Reproduce all of the data below with every instance of "with a point" replaced by "with a dot", keeping everything else unchanged. Omit the pictures from your answer.
____________
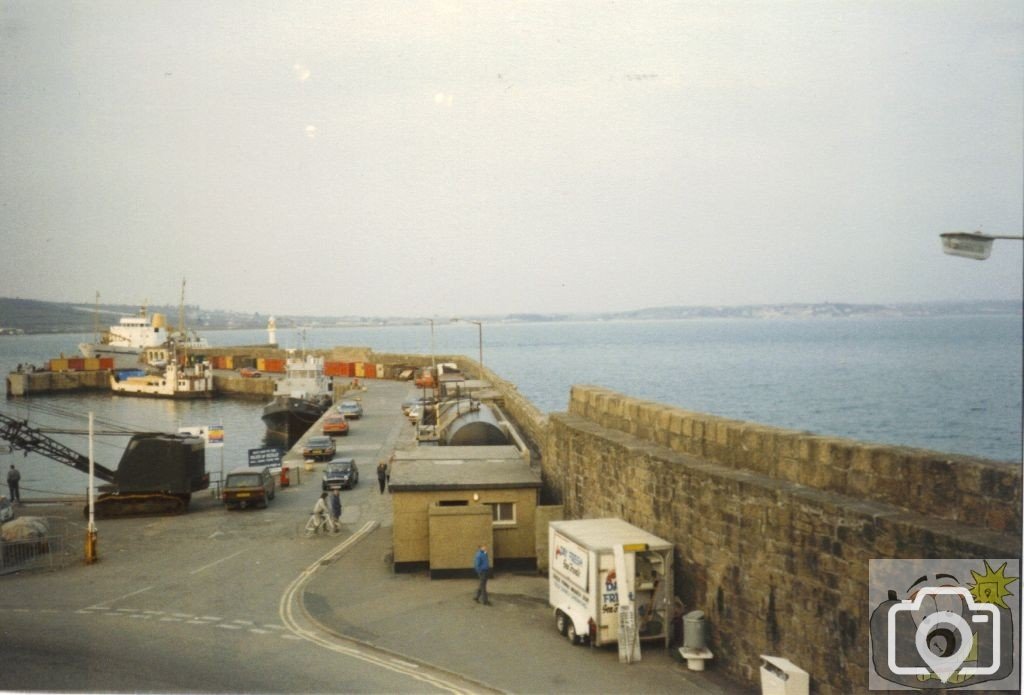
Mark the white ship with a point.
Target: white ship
(176, 381)
(140, 340)
(126, 341)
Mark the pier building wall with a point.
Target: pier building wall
(774, 528)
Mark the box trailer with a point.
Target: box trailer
(586, 581)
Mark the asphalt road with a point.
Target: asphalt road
(240, 601)
(209, 601)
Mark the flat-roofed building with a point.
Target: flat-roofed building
(449, 500)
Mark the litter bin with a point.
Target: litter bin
(694, 631)
(782, 677)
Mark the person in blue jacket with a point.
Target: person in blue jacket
(481, 565)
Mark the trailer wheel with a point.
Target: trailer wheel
(561, 621)
(571, 634)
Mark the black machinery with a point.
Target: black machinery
(157, 475)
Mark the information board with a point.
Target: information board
(265, 455)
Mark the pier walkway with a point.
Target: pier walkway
(203, 562)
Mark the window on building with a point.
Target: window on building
(502, 513)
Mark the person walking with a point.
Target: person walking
(335, 500)
(13, 476)
(481, 565)
(321, 510)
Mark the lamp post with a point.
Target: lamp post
(433, 365)
(970, 244)
(479, 334)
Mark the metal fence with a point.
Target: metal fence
(54, 550)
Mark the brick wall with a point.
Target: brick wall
(773, 528)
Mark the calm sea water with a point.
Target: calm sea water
(949, 384)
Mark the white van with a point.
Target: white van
(584, 580)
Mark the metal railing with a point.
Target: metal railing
(54, 549)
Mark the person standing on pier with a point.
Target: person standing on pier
(335, 512)
(481, 565)
(13, 476)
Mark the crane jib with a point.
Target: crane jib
(20, 436)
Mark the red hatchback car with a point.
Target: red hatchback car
(336, 425)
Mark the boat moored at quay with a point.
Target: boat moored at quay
(125, 342)
(299, 398)
(174, 381)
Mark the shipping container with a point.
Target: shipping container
(273, 364)
(337, 370)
____________
**RESULT OF THIS TASK**
Mark the white ship with a dot.
Target: white ship
(176, 381)
(140, 340)
(126, 341)
Mark the pier building wall with a dot.
Target: pier building wall
(774, 528)
Mark the box trailer with a dot.
Target: box trailer
(586, 581)
Mark the asphalt road with a dot.
Target: asphalt road
(240, 601)
(209, 601)
Mark the flat-roofed building with a dot.
Target: flat-roofed building
(449, 500)
Mark the litter bin with a dot.
Target: litter bin
(694, 631)
(782, 677)
Mark the person in blue jacket with a dot.
Target: person in blue jacket
(481, 565)
Mark the trailer wheel with a dot.
Target: trailer wheel
(561, 621)
(571, 634)
Mark the black machinery with a dot.
Target: black machinery
(157, 475)
Mark the information board with a dot.
Target: information board
(265, 455)
Mark the pier walkway with a dot.
Target: pier walkway
(203, 562)
Mark the window on building with a dot.
Target: window on building
(502, 513)
Mark the person walking with a dot.
Target: person walking
(335, 500)
(13, 476)
(481, 565)
(321, 510)
Mark the lamp post with a dot.
Target: lamp post
(433, 365)
(970, 244)
(479, 334)
Mark the metal fence with a dot.
Target: metal fence
(54, 550)
Mark the brick wall with a dot.
Target: brick wall
(773, 528)
Mark the calm sea water with a dot.
Target: calm sea water
(949, 384)
Mark the white van with a dot.
Target: white van
(584, 580)
Mark the metal railing with a dot.
Target: metal railing
(54, 549)
Mark the person standing on pier with a dot.
Target: person standing on pier
(335, 512)
(481, 565)
(13, 476)
Mark the crane jib with a dot.
Target: crane jib
(20, 436)
Mark the red hatchback car with a dot.
Target: red hatchback car
(336, 425)
Mark the boat moored at quay with a dot.
Target: boat moored at quay
(125, 342)
(299, 398)
(174, 381)
Mark the shipping container with a dot.
Target: shipping container
(273, 364)
(337, 370)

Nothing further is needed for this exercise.